GOAL
Could you rewrite the records starting at the line containing "Point me to the building roof — where is it?" and ending at the line containing "[143,0,193,37]", keeping the requests, but with each bounding-box coordinate in the answers multiplied by 1.05 and rounded to the nearest whole number, halves rounded up? Give only those lines.

--- START ENTRIES SHOWN ---

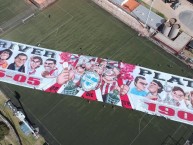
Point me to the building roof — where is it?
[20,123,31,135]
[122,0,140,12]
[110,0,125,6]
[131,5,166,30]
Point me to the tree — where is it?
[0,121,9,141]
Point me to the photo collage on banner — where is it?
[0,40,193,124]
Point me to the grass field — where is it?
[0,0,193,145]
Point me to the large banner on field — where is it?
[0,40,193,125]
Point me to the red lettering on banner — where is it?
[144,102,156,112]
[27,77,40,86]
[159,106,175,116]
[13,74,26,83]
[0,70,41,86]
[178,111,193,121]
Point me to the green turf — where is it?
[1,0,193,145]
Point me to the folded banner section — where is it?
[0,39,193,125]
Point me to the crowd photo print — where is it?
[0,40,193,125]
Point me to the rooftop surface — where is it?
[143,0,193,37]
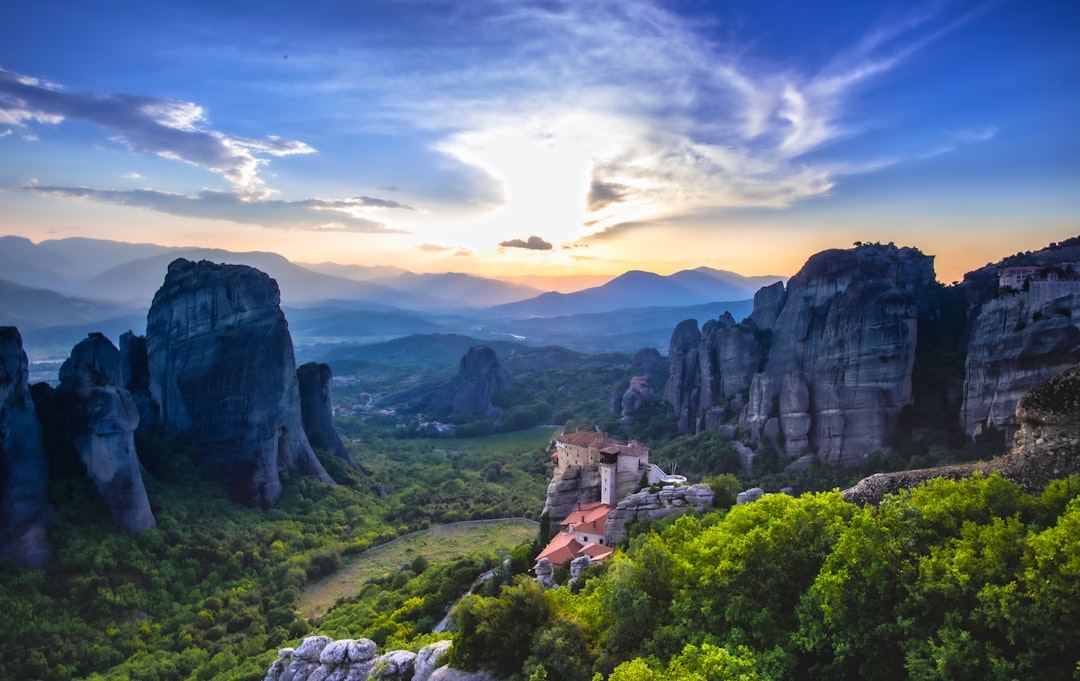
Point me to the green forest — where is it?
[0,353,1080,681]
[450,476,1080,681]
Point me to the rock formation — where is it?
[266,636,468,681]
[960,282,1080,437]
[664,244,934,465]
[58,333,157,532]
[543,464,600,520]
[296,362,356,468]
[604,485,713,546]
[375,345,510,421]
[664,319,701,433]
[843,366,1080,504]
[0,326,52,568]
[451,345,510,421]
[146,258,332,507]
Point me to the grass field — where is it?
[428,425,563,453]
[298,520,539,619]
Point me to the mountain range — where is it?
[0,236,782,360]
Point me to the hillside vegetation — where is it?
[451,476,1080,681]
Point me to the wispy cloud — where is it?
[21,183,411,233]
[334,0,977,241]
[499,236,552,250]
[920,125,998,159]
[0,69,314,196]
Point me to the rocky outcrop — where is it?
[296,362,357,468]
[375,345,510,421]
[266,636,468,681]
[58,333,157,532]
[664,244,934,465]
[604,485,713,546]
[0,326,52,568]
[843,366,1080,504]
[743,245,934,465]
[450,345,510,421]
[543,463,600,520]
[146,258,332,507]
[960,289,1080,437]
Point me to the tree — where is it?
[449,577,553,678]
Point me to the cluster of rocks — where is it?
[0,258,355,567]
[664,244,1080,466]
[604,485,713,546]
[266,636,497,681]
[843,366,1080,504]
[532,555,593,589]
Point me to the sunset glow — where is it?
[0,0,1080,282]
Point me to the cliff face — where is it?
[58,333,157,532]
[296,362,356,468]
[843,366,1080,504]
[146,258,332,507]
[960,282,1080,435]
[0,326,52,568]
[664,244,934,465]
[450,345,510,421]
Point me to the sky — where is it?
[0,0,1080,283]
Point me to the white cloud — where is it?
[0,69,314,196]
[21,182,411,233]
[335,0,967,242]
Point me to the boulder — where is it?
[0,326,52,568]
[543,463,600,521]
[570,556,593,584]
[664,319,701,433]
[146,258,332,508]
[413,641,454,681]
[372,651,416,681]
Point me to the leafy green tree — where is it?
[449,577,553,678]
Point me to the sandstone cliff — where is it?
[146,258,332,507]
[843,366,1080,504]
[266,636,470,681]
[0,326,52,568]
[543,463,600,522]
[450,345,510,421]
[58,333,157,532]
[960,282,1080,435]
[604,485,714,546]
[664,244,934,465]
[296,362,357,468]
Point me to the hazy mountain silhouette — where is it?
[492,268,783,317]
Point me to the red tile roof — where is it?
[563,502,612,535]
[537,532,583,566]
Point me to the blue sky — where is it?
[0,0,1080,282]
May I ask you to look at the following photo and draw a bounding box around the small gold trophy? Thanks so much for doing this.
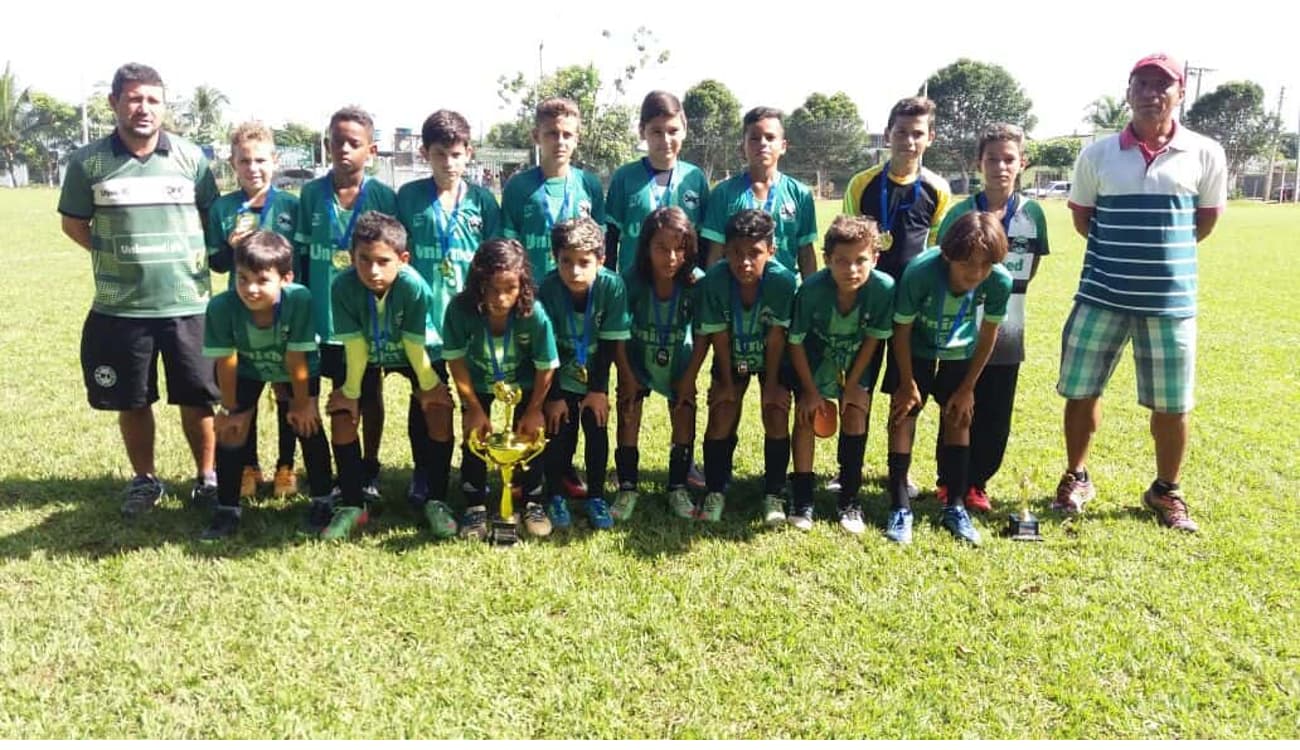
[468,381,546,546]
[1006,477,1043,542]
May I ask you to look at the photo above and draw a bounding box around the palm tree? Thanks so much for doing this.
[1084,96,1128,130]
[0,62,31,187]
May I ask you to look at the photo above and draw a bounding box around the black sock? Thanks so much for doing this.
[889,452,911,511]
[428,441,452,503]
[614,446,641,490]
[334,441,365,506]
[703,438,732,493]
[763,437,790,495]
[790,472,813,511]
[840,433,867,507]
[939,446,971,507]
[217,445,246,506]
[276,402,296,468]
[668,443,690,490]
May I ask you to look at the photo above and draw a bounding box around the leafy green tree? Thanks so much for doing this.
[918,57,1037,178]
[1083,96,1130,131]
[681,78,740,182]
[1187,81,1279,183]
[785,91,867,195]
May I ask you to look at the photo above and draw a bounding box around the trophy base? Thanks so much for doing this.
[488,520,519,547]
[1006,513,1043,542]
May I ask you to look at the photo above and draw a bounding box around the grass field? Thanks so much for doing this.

--- END ENTRIES SHOWN ---
--- START ENTRIES SHOWN ---

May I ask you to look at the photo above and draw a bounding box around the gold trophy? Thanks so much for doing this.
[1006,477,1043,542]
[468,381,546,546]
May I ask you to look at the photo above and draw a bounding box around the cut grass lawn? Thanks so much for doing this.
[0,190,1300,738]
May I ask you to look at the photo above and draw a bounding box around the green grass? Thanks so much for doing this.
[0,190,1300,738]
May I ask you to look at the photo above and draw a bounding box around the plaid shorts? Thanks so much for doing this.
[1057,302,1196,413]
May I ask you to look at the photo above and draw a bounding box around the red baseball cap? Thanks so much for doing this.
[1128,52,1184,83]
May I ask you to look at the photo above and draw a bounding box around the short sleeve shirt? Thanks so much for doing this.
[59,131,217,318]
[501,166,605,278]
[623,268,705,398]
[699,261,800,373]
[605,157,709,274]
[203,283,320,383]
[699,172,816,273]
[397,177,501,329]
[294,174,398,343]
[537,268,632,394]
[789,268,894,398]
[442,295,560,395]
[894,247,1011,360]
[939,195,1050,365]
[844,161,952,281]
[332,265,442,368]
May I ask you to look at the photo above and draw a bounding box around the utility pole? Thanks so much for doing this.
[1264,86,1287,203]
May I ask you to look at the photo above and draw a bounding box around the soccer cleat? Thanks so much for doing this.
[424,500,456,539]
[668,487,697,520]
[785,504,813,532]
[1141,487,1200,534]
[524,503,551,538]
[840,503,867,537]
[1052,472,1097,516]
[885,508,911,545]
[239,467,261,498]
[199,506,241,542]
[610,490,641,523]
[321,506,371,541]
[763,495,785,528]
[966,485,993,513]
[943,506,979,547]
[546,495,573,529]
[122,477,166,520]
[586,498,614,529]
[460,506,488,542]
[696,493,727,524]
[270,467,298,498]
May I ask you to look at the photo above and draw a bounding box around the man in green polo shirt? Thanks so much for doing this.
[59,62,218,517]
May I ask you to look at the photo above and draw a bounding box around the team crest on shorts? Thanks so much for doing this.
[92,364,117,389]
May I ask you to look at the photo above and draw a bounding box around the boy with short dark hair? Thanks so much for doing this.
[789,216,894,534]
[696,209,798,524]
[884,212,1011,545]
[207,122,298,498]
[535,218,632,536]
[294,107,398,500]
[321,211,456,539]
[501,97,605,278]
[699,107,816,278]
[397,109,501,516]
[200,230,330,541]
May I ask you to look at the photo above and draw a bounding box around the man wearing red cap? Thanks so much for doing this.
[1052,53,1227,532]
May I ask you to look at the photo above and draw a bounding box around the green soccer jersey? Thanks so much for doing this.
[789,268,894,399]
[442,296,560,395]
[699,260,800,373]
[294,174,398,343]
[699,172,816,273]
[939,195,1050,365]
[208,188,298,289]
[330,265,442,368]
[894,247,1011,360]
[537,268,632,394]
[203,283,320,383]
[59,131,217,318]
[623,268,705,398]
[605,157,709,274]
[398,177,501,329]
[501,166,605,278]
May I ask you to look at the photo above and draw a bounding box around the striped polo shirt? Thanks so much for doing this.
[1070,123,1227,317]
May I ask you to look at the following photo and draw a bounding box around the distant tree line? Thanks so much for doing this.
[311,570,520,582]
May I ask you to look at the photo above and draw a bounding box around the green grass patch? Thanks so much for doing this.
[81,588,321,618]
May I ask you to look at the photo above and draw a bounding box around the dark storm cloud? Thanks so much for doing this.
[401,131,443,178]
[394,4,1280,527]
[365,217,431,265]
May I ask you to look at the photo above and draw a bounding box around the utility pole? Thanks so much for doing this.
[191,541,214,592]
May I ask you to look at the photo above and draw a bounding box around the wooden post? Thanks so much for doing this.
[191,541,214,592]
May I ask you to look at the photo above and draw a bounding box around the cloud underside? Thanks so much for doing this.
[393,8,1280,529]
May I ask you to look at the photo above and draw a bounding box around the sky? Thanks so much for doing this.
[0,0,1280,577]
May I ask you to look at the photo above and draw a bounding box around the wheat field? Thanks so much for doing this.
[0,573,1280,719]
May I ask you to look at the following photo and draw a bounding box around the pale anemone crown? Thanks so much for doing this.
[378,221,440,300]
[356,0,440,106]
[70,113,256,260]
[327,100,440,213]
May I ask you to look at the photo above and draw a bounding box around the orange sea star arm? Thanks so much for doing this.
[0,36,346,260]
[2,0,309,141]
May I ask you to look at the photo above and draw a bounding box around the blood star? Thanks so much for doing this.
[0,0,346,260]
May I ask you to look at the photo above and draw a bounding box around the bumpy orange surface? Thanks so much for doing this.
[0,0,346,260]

--- END ENTRIES SHOWN ---

WRITTEN ANSWER
Point me to the building roof — where is it?
[21,129,33,142]
[128,0,147,13]
[116,0,131,6]
[138,5,174,32]
Point me to the tree — where is it?
[0,127,9,148]
Point me to the photo collage on banner — where is it?
[0,42,203,130]
Point me to the grass field — where is it?
[0,0,203,152]
Point me to the large banner on field — where is it?
[0,42,203,131]
Point me to the red lettering on banner — where is it?
[151,107,164,118]
[28,81,42,90]
[167,111,184,122]
[14,78,27,87]
[0,74,43,90]
[187,117,203,127]
Point me to the green turf — where is it?
[1,0,203,152]
Point me to the folded banner section — where is it?
[0,41,203,131]
Point me to the crowd photo print — where is it?
[0,42,203,131]
Point me to the rooftop surface — where is it?
[150,0,203,39]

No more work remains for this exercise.